### [Goal of the exercise]
How many lines in the records below contain the word "meat"? Reply with the number alone.

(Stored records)
<<<<
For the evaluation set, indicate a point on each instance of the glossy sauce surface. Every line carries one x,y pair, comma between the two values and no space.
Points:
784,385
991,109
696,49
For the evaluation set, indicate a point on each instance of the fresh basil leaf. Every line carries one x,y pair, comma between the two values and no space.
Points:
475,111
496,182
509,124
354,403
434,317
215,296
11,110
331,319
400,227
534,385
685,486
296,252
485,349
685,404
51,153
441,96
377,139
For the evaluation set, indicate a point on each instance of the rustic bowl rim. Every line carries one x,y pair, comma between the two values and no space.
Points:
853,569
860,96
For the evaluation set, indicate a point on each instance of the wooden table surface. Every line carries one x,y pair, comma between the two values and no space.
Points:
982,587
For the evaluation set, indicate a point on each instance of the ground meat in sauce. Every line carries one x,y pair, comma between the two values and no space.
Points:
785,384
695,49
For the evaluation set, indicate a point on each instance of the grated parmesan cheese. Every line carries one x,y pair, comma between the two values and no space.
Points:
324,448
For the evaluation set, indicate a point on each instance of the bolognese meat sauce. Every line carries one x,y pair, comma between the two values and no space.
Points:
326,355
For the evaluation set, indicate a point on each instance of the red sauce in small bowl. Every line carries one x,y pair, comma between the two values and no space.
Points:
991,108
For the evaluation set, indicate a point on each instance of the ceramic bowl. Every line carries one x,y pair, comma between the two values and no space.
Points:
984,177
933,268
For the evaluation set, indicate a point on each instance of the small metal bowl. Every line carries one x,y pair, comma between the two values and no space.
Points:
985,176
>>>>
<<<<
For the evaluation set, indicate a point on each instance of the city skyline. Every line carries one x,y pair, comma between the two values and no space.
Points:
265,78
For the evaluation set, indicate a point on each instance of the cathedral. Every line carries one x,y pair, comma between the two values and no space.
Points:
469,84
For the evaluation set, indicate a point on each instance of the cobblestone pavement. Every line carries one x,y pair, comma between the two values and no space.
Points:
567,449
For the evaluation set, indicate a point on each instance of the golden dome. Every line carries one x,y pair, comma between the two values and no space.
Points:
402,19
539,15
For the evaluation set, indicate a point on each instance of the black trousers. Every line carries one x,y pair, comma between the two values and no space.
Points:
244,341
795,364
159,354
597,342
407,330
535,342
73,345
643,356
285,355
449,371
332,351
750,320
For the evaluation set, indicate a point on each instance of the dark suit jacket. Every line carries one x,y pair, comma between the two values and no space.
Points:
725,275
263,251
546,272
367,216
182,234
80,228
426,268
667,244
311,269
>>>>
### [Expected answer]
2